* **Goal**
Copy out the lines from the start up to and including the line with "x=403, y=183", requests included, and multiply each point coordinate in the answers by 1.1, rounding to whole numbers with halves rounded up. Give only these lines.
━━━━━ Entries
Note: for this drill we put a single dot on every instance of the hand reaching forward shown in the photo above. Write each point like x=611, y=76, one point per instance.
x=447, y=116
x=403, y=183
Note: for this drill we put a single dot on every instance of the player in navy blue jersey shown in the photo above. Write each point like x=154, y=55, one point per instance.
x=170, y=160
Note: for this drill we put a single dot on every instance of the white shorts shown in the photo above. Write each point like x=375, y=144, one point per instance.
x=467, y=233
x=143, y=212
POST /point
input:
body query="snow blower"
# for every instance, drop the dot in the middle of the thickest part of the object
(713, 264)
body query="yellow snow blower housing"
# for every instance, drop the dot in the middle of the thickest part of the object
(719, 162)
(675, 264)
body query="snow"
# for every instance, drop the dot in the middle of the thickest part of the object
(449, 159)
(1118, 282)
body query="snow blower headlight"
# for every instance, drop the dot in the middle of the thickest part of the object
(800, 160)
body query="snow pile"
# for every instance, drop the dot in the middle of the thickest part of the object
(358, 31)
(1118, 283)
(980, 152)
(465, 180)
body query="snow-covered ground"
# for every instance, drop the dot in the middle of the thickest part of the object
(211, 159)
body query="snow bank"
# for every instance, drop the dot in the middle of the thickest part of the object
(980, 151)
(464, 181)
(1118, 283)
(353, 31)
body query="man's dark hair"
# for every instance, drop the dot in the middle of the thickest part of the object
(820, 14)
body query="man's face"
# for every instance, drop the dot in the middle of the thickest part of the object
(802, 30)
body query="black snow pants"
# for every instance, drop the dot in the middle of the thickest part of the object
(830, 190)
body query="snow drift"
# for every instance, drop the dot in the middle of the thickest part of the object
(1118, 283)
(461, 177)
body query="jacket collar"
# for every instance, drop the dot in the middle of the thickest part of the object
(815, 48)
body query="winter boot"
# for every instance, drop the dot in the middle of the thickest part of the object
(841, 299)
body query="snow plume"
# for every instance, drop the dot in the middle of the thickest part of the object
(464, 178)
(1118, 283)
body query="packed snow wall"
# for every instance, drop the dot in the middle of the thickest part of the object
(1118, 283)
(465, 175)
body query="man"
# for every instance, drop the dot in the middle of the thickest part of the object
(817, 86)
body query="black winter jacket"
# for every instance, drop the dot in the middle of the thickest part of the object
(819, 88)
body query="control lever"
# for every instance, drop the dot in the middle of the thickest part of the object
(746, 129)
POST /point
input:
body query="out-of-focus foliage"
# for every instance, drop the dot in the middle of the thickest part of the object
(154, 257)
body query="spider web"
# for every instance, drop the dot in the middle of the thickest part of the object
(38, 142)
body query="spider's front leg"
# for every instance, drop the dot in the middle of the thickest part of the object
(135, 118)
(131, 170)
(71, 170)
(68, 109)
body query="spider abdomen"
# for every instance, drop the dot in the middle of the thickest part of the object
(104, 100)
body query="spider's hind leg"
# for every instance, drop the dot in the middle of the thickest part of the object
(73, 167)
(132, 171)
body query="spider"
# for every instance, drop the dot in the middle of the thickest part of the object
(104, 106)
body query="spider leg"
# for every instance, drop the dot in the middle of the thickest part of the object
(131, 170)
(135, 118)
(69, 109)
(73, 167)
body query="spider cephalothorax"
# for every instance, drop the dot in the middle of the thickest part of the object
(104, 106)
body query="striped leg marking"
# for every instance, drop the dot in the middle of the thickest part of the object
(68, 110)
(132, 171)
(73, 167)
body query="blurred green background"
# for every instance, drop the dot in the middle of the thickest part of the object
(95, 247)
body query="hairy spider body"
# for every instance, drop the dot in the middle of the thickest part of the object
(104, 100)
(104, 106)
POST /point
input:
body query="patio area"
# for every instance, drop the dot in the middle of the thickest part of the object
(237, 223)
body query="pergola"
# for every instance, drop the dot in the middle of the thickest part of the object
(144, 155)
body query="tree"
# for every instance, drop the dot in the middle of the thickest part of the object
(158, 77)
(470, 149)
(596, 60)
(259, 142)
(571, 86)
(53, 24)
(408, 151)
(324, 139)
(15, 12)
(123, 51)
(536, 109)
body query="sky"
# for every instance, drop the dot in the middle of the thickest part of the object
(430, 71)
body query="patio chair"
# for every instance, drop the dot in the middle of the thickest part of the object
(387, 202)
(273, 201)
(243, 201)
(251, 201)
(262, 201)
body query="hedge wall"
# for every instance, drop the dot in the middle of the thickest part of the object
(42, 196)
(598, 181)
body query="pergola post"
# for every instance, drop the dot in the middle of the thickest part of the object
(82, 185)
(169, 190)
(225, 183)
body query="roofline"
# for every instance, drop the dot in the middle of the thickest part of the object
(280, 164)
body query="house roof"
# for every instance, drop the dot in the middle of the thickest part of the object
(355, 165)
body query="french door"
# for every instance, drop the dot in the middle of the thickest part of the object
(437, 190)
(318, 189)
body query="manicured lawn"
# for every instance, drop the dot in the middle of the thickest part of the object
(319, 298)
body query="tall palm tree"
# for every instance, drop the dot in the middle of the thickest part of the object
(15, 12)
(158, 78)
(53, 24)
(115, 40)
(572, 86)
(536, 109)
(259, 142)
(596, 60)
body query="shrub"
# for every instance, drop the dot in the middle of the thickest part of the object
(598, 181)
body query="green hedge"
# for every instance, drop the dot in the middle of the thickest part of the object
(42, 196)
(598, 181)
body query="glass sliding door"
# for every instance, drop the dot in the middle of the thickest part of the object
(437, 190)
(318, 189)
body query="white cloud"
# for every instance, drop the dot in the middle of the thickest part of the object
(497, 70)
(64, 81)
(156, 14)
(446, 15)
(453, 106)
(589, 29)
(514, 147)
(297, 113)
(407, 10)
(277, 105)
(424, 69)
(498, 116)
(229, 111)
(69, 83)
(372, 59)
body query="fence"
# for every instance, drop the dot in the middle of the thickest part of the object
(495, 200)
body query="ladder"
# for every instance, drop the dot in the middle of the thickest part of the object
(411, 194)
━━━━━━━━━━
* **Full solution**
Note: for this drill we put a single dot on every instance of the hand reaching forward shown in the photo above. Write each point like x=611, y=76, one point per instance.
x=492, y=128
x=443, y=201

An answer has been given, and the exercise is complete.